[Image-grounded pointing data]

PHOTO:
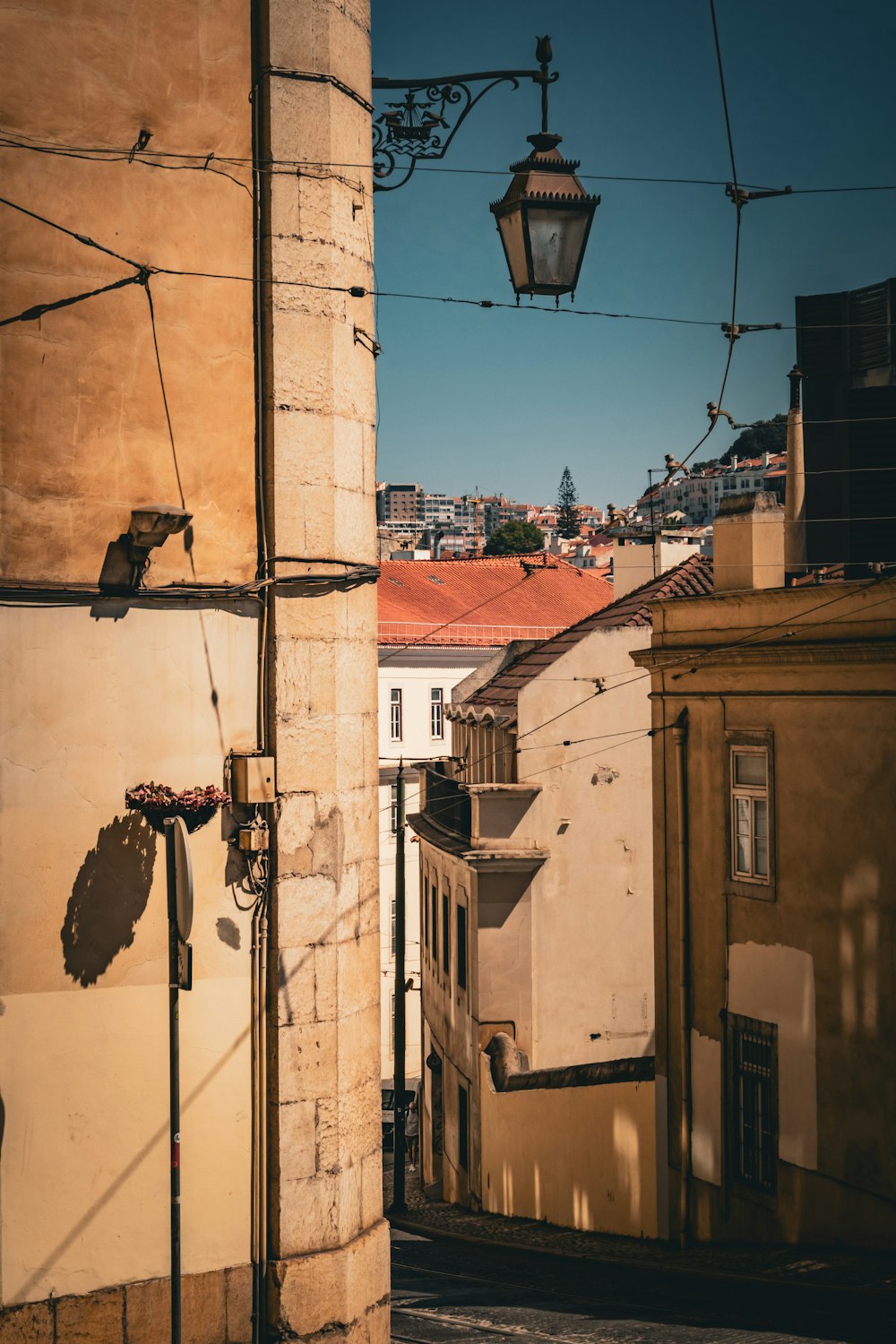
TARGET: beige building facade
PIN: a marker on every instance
(536, 881)
(775, 711)
(207, 376)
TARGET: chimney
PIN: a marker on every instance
(796, 486)
(748, 543)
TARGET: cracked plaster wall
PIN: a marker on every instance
(83, 425)
(91, 707)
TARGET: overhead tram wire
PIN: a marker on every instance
(750, 642)
(210, 161)
(732, 328)
(360, 292)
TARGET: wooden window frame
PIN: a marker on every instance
(737, 1027)
(437, 712)
(462, 945)
(750, 741)
(397, 714)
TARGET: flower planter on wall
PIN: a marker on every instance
(158, 801)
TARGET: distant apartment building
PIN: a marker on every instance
(536, 868)
(699, 497)
(437, 624)
(400, 503)
(438, 510)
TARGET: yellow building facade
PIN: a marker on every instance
(185, 338)
(775, 711)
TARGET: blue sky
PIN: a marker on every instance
(501, 400)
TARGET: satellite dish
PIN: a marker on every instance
(183, 879)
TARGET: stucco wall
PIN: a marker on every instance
(90, 707)
(576, 1156)
(592, 900)
(812, 952)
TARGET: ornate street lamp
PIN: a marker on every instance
(546, 215)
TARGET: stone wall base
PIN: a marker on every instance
(215, 1308)
(336, 1295)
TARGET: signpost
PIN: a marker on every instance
(180, 919)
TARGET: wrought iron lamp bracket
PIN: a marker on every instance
(421, 128)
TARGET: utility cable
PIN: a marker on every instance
(737, 202)
(362, 292)
(18, 140)
(164, 394)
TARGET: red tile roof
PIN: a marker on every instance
(691, 578)
(487, 601)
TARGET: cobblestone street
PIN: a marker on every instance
(458, 1274)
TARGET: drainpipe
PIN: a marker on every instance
(258, 969)
(796, 491)
(680, 739)
(263, 1126)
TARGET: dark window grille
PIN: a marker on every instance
(753, 1047)
(435, 925)
(462, 1128)
(461, 946)
(446, 935)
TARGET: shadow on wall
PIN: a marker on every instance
(109, 897)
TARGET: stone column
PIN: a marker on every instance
(328, 1241)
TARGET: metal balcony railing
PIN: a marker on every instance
(447, 804)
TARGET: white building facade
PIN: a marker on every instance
(416, 685)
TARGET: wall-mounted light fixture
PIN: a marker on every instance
(128, 556)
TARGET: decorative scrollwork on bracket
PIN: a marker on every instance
(425, 123)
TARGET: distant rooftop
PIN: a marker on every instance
(691, 578)
(487, 601)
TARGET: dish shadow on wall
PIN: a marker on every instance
(108, 898)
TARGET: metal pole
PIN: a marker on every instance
(398, 1191)
(174, 1078)
(680, 738)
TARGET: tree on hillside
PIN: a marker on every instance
(567, 513)
(762, 437)
(514, 538)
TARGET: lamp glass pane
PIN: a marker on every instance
(556, 238)
(511, 226)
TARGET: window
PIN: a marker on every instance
(446, 932)
(461, 946)
(435, 925)
(395, 714)
(750, 838)
(437, 717)
(753, 1096)
(462, 1128)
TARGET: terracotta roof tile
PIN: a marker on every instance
(691, 578)
(487, 601)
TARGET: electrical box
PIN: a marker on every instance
(252, 779)
(253, 839)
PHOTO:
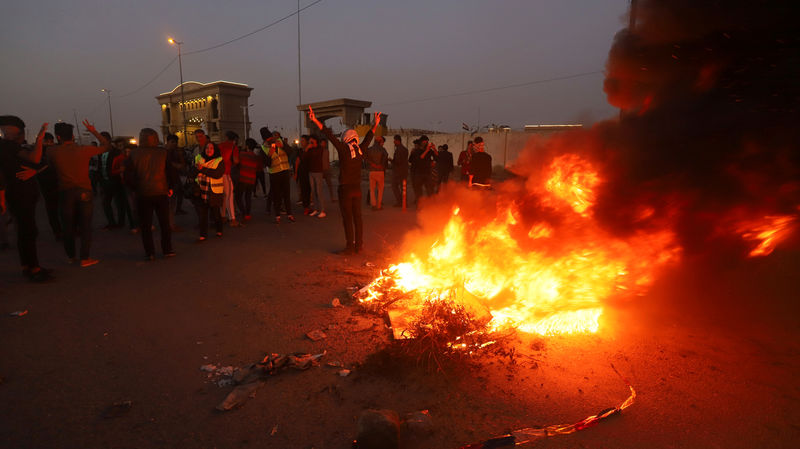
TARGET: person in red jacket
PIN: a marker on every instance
(351, 155)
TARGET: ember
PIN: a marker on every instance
(546, 274)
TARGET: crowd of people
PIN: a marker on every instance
(137, 181)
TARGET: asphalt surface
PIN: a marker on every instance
(712, 351)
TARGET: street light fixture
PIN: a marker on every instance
(244, 117)
(183, 97)
(110, 119)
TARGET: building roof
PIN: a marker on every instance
(194, 85)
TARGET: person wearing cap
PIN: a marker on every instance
(464, 158)
(351, 155)
(71, 162)
(399, 162)
(279, 175)
(377, 161)
(149, 174)
(444, 165)
(21, 191)
(422, 159)
(480, 165)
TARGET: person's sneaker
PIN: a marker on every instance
(89, 262)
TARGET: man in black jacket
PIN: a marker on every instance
(351, 155)
(149, 174)
(22, 192)
(399, 169)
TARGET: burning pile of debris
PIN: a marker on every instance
(703, 156)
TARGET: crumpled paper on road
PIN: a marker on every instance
(249, 378)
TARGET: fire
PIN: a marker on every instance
(767, 233)
(534, 274)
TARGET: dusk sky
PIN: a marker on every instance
(58, 55)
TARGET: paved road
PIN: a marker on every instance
(712, 351)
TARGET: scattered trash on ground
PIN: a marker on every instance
(378, 429)
(316, 335)
(530, 434)
(360, 324)
(249, 378)
(418, 423)
(117, 409)
(208, 368)
(381, 428)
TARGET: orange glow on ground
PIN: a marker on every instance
(537, 276)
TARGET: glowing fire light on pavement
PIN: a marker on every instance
(537, 275)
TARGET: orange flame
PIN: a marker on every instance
(767, 233)
(529, 273)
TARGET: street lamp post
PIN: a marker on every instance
(110, 118)
(183, 97)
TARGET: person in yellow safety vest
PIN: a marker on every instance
(209, 178)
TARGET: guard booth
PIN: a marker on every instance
(213, 107)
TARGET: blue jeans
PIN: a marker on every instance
(76, 212)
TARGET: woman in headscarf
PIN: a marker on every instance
(351, 155)
(209, 198)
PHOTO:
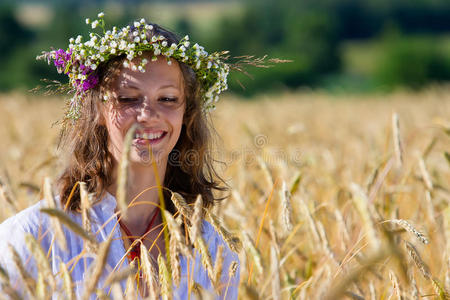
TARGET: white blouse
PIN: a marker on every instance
(31, 220)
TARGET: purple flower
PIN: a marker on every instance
(90, 82)
(61, 58)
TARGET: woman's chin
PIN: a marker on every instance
(145, 158)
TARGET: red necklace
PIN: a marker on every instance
(135, 252)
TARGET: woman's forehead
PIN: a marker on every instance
(157, 74)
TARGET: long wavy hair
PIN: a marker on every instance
(190, 170)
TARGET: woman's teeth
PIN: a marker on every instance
(149, 136)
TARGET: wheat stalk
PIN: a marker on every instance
(149, 273)
(197, 218)
(415, 256)
(30, 283)
(122, 173)
(425, 175)
(97, 269)
(54, 222)
(233, 242)
(398, 149)
(164, 278)
(77, 229)
(218, 265)
(181, 205)
(41, 260)
(408, 227)
(67, 281)
(250, 246)
(286, 208)
(362, 204)
(275, 271)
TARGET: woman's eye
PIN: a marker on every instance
(168, 99)
(127, 99)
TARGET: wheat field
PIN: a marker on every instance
(332, 196)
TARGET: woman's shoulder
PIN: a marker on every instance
(214, 239)
(28, 220)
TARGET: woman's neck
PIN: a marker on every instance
(142, 196)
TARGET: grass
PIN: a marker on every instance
(357, 220)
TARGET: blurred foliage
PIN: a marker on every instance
(412, 61)
(312, 33)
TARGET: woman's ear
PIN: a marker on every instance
(101, 113)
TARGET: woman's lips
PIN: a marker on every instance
(145, 139)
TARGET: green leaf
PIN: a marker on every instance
(447, 156)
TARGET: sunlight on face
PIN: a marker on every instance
(155, 101)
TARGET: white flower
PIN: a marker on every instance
(94, 24)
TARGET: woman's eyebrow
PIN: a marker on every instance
(128, 85)
(170, 85)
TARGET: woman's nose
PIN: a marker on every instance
(147, 111)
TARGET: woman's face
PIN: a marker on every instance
(155, 101)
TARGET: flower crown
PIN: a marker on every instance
(82, 59)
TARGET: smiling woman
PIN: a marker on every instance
(144, 82)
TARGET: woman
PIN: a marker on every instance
(143, 83)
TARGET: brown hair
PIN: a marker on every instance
(190, 169)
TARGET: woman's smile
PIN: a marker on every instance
(149, 137)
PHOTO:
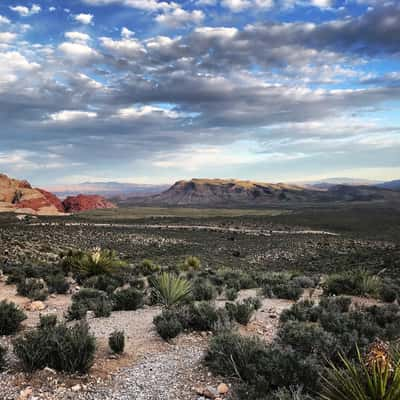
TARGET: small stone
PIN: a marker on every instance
(223, 388)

* _WHAT YOU HAVE TO DO_: Look above for the line with "TARGET: scattered trash on ground" and copy exactly from it through the line with "TARGET: wheat stalk", both included. Omit the pictures.

* _RESULT OF THE EXERCISE_:
TARGET: scattered trash on ground
PIN: a marker on every instance
(378, 429)
(316, 335)
(530, 434)
(360, 324)
(249, 378)
(418, 423)
(117, 409)
(208, 368)
(381, 428)
TARGET: orange glow on ground
PIN: a marker on every instance
(537, 276)
TARGET: glowing fire light on pavement
PIN: a marker on every instance
(537, 275)
TARGET: orange flame
PIN: a marker on every instance
(767, 233)
(529, 273)
TARGET: street lamp post
PIN: a marker on every instance
(110, 118)
(183, 97)
TARGET: person in yellow safety vest
PIN: a marker on every instance
(209, 178)
TARGET: guard booth
PIN: a marker on every instance
(213, 107)
TARGET: blue jeans
PIN: a marker on every instance
(76, 212)
TARGET: woman in headscarf
PIN: a marker on every instance
(351, 155)
(209, 198)
PHOTO:
TARGET: white blouse
PIN: a marker on every instance
(31, 220)
TARGET: purple flower
PIN: a marker on every instance
(90, 82)
(61, 58)
TARGET: woman's chin
PIN: a marker on every instance
(145, 158)
TARGET: red necklace
PIN: a marker on every instance
(135, 252)
TARGET: woman's forehead
PIN: a marker on every instance
(157, 74)
TARGET: long wavy hair
PIN: a marker on every instance
(190, 170)
TARGET: woman's teeth
PIN: a marker on every instance
(149, 136)
TARGET: wheat stalk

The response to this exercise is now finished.